[What this exercise asks]:
1. In the FreeBSD mailing list message, which command does the reply suggest for forcing a crashdump?
2. Resume the FreeBSD mailing list message about the copy process stuck in the 'D' state, starting after its last line.

[Source excerpt]:

----

UFS2 and/or sparse file bug causing copy process to land in 'D''
state?
Robert Watson
rwatson at FreeBSD.org
Mon Feb 23 02:26:16 PST 2009
On Sun, 22 Feb 2009, Carl wrote:
> I've come across what I'm thinking may be a bug in the context of FreeBSD
> 7.0 with a pair of gmirrored drives and gjournaled partitions when copying a
> large number of files into a file-backed memory device.
>
> The consequence of this problem is that a process enters the 'D' state
> (process in disk) indefinitely, cannot be killed, and the system cannot be
> shutdown. The only solution is to cold reboot the system, which is a really
> big problem for remote systems. This is happening to me intermittently with
> the standard tar-tar pipeline form of copying, but has happened with the
> rsync 3.0.4 port as well.
It would be interesting to get kernel stack traces of the involved
processes/threads; there are various ways to do this, such as using DDB. If
you have a kernel.symbols for the kernel, then you can run kgdb on
kernel.symbols and /dev/mem to generate traces without interrupting operation
(although if the system is in the throes of deadlocking, that may not be a
concern or even possible). You can also use procstat -kk to retrieve kernel
stack traces, with a bit less information (such as no arguments) to help
narrow things down more.
Unfortunately, debugging this type of problem, as you've intuited, is best
done with serial console access and a local box so that the debugging
information can be extracted. It would be interesting to know if you can
force a crashdump on the box to get the information for post-mortem debugging.
This may be possible using "reboot -d" -- I've never used this, but have every
reason to think it will work.
Robert N M Watson
Computer Laboratory
University of Cambridge
>
> I would appreciate it if some of you would see if you can repeat this
> problem. Here is a sequence of tcsh shell commands which manifest the problem
> (on occasion but not every time), which I will refer to as the "truncate
> sequence" (depends on fully populated /usr/src tree as data set):
>
> # truncate -s 671088640 target
> # mdconfig -f target -S 512 -y 255 -x 63 -u 7
> # bsdlabel -w /dev/md7 auto
> # newfs -O2 -m 0 -o space /dev/md7a
> # mount /dev/md7a /media
> # tar -cvf - -C /usr/src . | tar -xvpof - -C /media
> # umount /media ; mdconfig -d -u 7 ; rm target
>
> An alternate version has yet to fail for me and involves replacing the first
> line with this one:
>
> # dd if=/dev/zero of=target bs=1M count=640
>
> I'll call that the "dd sequence". Here is an ordered series of tests I just
> completed:
>
> a) Repeated truncate sequence 7 times - 1st, 5th, and 7th failed.

----

[Provided data]:

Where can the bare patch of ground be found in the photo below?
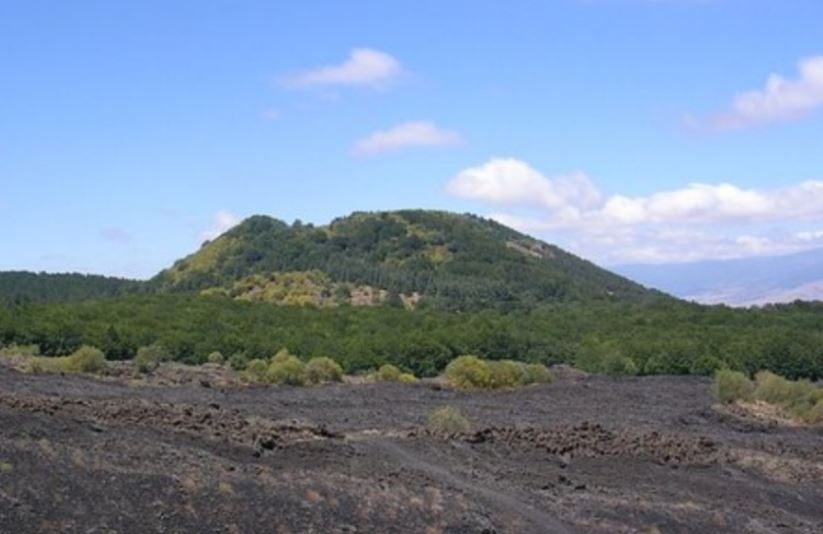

----

[In response]:
1. "reboot -d"

2.
> b) Repeated dd sequence 7 times - no failures.
> c) Repeated truncate sequence 6 time - no failures.
> d) Used following sequence to ensure all disk caches flushed:
>
> # dd if=/dev/random of=target bs=1M count=4096
> # dd if=target of=/dev/null bs=1M
> # rm target
>
> e) Repeated truncate sequence 4 times - no failures.
> f) Performed orderly reboot.
> g) Repeated truncate sequence 2 times - 2nd failed.
> h) Performed orderly reboot.
> i) Repeated dd sequence 7 times - no failures.
>
> All failures involve the second tar in the pipeline hanging in the 'D' state.
> In each case I do a cold reboot before proceeding with the next test.
>
> It's tempting to speculate that a bug exists in code related to handling
> sparse files specifically, but perhaps it just raises the probability of
> tripping a bug that would eventually manifest in the dd sequence as well.
> OTOH, I don't know how to rule out a physical disk or disk firmware problem.
>
> This problem has occurred with different data sets and different sized memory
> disks, but only with the source and destination filesystems being UFS2. I
> have done similar sequences with EXT2 and FAT16 destinations with no failures
> thus far, but the memory disks and data sets were smaller so it's conceivable
> that probability worked against me.
>
> I should note that the drives are Seagate ST31000340AS Barracudas, but both
> drives have been upgraded to firmware version SD1A and are therefore
> supposedly free of the infamous little horror Seagate inflicted on so many of
> us. smartctl tells me that both disks still have a raw value of 0 for
> Reallocated_Sector_Ct and both pass the "short" self test.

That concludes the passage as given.